## [Given task]
Below are some lines. Copy them word for word, starting with the line containing "In this exercise you will mark each instance of the landing" and continuing through the last line.
>> BEGIN
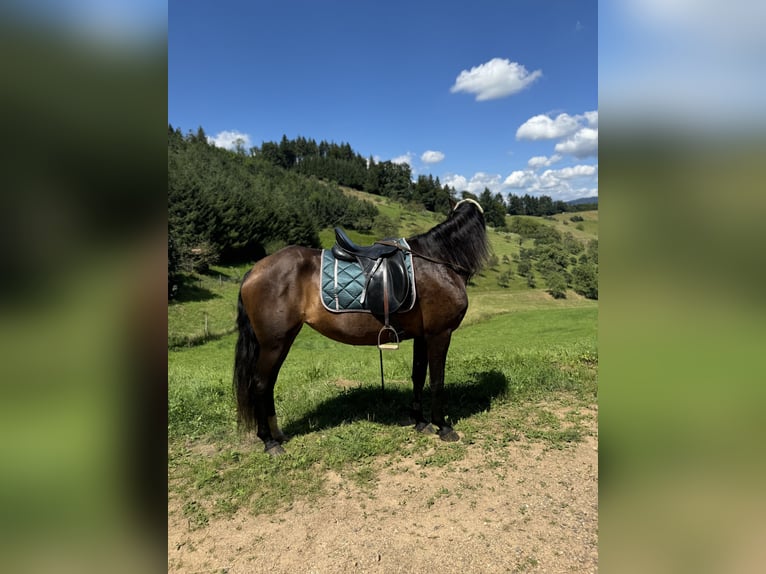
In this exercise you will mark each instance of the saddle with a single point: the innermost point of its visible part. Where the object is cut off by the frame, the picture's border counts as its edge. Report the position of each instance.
(387, 285)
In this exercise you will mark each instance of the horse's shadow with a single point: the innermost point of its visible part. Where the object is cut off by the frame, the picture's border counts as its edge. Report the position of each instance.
(392, 406)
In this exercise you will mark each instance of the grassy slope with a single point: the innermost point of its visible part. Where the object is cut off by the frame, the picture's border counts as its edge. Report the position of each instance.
(522, 366)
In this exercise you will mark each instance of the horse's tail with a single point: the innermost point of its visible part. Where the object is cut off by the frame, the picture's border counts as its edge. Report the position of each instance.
(245, 359)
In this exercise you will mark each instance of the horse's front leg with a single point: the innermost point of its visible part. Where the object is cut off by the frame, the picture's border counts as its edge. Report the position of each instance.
(437, 357)
(419, 369)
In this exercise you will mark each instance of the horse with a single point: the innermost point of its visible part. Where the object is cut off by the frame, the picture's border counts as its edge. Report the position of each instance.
(281, 293)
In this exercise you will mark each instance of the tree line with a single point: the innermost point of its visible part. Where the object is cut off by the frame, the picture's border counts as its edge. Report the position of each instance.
(560, 260)
(227, 206)
(340, 164)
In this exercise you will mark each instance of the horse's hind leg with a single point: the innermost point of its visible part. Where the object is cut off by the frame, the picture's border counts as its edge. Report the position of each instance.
(437, 357)
(269, 362)
(419, 369)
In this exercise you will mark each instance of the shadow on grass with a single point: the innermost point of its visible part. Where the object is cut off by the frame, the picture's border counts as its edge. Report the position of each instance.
(392, 406)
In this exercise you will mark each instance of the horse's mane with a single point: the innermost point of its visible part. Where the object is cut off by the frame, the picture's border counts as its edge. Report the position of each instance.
(460, 241)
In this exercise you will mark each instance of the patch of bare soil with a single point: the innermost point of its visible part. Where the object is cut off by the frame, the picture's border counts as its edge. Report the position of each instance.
(536, 511)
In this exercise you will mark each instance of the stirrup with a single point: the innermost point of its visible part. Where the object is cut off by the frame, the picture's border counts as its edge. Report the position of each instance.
(392, 345)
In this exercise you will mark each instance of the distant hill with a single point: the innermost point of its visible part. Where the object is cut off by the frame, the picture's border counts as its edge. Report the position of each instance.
(584, 200)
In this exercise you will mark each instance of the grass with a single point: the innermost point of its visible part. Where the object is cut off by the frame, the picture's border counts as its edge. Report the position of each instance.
(523, 367)
(521, 375)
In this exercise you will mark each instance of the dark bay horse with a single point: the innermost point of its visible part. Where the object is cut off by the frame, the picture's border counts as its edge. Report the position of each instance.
(281, 293)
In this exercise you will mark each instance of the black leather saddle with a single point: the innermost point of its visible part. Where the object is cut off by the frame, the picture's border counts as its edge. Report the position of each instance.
(387, 284)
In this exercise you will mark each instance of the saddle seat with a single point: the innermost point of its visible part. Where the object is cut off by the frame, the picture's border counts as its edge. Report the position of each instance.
(387, 285)
(347, 250)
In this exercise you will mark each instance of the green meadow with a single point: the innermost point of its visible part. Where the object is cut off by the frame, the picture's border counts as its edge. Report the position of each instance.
(522, 367)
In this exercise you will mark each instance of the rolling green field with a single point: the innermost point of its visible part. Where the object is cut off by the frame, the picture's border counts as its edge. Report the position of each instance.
(522, 367)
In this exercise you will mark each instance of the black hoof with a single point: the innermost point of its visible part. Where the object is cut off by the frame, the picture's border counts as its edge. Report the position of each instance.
(282, 439)
(275, 449)
(425, 428)
(447, 434)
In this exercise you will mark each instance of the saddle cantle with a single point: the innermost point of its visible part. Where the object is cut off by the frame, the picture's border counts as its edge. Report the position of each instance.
(347, 250)
(387, 285)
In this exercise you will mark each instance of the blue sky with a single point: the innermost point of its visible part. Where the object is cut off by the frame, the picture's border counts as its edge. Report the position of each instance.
(480, 94)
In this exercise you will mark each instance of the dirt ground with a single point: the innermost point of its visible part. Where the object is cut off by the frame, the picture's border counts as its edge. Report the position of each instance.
(536, 512)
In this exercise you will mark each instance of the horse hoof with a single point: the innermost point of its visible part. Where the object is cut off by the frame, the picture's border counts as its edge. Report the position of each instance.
(425, 428)
(275, 450)
(447, 434)
(282, 439)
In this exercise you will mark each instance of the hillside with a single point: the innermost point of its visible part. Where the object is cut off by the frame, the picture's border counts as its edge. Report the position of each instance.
(506, 245)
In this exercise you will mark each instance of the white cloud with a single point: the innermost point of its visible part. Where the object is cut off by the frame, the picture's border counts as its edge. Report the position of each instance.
(542, 127)
(431, 156)
(576, 171)
(459, 182)
(230, 140)
(476, 184)
(497, 78)
(543, 161)
(582, 144)
(556, 183)
(406, 158)
(520, 179)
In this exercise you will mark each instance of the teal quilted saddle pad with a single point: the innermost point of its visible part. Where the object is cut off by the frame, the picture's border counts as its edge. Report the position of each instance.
(342, 284)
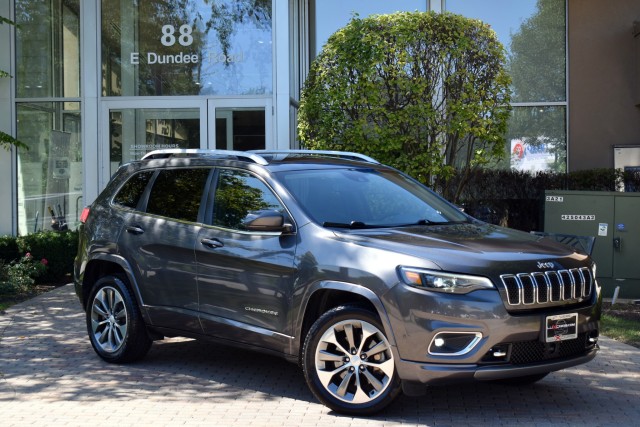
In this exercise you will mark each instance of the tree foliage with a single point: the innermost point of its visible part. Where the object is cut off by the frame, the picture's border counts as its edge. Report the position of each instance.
(424, 92)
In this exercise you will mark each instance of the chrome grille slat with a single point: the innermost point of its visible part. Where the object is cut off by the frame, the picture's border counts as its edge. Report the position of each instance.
(547, 288)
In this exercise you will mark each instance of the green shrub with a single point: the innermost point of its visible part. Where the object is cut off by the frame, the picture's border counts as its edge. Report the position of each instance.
(19, 276)
(58, 247)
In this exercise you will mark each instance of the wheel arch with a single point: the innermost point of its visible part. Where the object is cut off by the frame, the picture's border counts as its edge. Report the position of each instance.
(326, 295)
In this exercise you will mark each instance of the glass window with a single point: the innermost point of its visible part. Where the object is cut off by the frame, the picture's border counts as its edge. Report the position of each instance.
(331, 15)
(135, 132)
(176, 193)
(50, 172)
(186, 47)
(366, 197)
(537, 139)
(238, 195)
(534, 34)
(130, 193)
(240, 129)
(47, 48)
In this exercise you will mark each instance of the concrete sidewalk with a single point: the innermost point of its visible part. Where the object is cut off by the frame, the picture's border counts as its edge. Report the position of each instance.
(49, 375)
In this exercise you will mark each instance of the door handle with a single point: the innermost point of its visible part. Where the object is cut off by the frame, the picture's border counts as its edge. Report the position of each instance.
(134, 229)
(212, 243)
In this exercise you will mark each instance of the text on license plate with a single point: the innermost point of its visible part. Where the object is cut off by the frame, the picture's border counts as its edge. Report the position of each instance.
(561, 327)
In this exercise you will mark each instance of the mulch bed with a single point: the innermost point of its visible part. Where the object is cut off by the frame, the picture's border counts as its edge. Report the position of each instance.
(629, 311)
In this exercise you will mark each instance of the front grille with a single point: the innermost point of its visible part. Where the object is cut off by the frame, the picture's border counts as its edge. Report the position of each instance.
(529, 290)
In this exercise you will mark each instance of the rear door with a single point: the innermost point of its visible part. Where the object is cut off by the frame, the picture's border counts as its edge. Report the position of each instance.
(245, 278)
(158, 240)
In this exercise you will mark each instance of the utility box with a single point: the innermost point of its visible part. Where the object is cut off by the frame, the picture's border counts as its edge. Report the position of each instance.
(613, 219)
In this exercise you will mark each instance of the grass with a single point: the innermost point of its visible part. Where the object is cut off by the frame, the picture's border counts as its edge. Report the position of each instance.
(621, 329)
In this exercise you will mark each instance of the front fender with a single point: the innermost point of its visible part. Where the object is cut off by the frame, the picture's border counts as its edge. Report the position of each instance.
(361, 291)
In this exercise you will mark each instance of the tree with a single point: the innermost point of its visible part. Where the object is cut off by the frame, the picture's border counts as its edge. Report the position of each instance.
(6, 140)
(424, 92)
(538, 66)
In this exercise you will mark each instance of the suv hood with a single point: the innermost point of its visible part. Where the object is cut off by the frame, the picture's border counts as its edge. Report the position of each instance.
(469, 244)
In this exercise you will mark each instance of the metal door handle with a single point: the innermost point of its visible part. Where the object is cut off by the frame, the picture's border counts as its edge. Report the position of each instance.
(134, 229)
(212, 243)
(617, 243)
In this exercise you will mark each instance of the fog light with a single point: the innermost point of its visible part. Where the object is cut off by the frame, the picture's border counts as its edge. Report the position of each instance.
(453, 343)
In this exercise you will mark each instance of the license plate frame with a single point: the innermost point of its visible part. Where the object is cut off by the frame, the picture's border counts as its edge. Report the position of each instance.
(561, 327)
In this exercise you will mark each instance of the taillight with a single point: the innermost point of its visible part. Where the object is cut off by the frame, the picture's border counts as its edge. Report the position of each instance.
(84, 215)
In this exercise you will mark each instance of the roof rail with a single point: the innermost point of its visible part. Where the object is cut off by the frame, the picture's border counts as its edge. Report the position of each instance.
(195, 152)
(282, 154)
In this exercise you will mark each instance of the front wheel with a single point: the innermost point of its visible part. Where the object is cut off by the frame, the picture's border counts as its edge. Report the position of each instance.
(348, 362)
(114, 323)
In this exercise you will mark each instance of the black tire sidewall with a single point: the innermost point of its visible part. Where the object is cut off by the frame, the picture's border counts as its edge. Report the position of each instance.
(324, 322)
(136, 342)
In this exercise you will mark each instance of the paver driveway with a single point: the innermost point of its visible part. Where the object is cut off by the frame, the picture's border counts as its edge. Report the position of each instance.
(49, 375)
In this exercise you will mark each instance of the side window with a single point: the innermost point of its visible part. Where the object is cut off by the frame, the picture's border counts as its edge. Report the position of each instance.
(239, 194)
(176, 193)
(130, 193)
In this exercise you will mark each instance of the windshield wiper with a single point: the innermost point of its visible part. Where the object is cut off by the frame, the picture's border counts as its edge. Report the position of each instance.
(352, 224)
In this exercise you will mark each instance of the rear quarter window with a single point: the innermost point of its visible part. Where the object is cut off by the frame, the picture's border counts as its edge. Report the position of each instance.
(131, 192)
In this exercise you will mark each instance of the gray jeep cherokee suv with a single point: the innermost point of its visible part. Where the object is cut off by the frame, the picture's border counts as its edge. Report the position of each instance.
(366, 278)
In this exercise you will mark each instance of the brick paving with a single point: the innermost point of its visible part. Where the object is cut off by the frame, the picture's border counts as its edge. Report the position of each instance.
(49, 375)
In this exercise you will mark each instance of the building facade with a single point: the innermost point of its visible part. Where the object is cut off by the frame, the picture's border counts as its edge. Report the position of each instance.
(97, 83)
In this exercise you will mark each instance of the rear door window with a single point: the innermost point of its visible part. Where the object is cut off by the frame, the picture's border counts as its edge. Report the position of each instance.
(177, 193)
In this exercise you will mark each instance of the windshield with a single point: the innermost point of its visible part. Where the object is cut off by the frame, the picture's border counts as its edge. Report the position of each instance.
(365, 197)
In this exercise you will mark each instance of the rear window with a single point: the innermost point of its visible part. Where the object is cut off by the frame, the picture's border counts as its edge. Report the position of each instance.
(131, 192)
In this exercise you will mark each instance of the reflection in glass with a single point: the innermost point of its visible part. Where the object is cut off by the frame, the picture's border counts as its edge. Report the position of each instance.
(176, 193)
(240, 129)
(131, 192)
(239, 194)
(47, 48)
(136, 132)
(534, 34)
(186, 47)
(537, 139)
(50, 172)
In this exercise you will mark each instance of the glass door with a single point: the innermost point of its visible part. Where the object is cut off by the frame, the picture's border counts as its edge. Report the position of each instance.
(239, 124)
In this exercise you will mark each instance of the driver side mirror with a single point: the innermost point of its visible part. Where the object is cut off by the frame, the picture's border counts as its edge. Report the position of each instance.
(266, 220)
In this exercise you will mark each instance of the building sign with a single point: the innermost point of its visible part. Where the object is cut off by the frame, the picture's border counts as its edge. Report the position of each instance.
(530, 157)
(578, 217)
(196, 48)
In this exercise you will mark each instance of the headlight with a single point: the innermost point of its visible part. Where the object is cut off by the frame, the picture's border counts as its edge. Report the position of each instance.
(443, 282)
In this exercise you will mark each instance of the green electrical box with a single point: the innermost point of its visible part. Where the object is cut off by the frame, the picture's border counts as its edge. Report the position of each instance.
(613, 219)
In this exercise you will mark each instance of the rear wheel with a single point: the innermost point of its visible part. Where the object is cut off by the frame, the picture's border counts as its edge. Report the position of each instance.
(114, 323)
(348, 362)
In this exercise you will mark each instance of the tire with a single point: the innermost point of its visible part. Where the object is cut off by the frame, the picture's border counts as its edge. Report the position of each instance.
(522, 381)
(338, 369)
(114, 323)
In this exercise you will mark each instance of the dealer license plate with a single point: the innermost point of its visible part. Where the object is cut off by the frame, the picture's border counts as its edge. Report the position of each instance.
(562, 327)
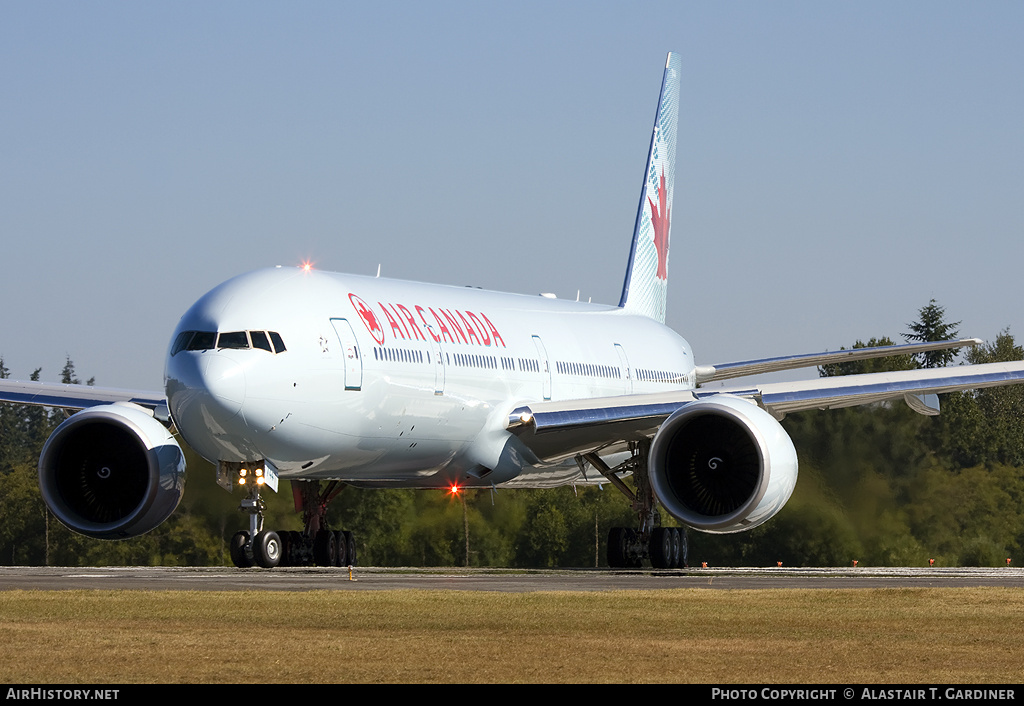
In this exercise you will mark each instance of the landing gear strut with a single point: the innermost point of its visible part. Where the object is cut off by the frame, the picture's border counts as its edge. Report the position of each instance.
(665, 546)
(315, 544)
>> END
## [Response to this task]
In this exercise you will mark each instance of the landing gear strut with a single point: the innermost point of its visible part. Where the object is cut off by the frame, the picture's border counts as its edge. Report the position of each instance.
(665, 546)
(315, 544)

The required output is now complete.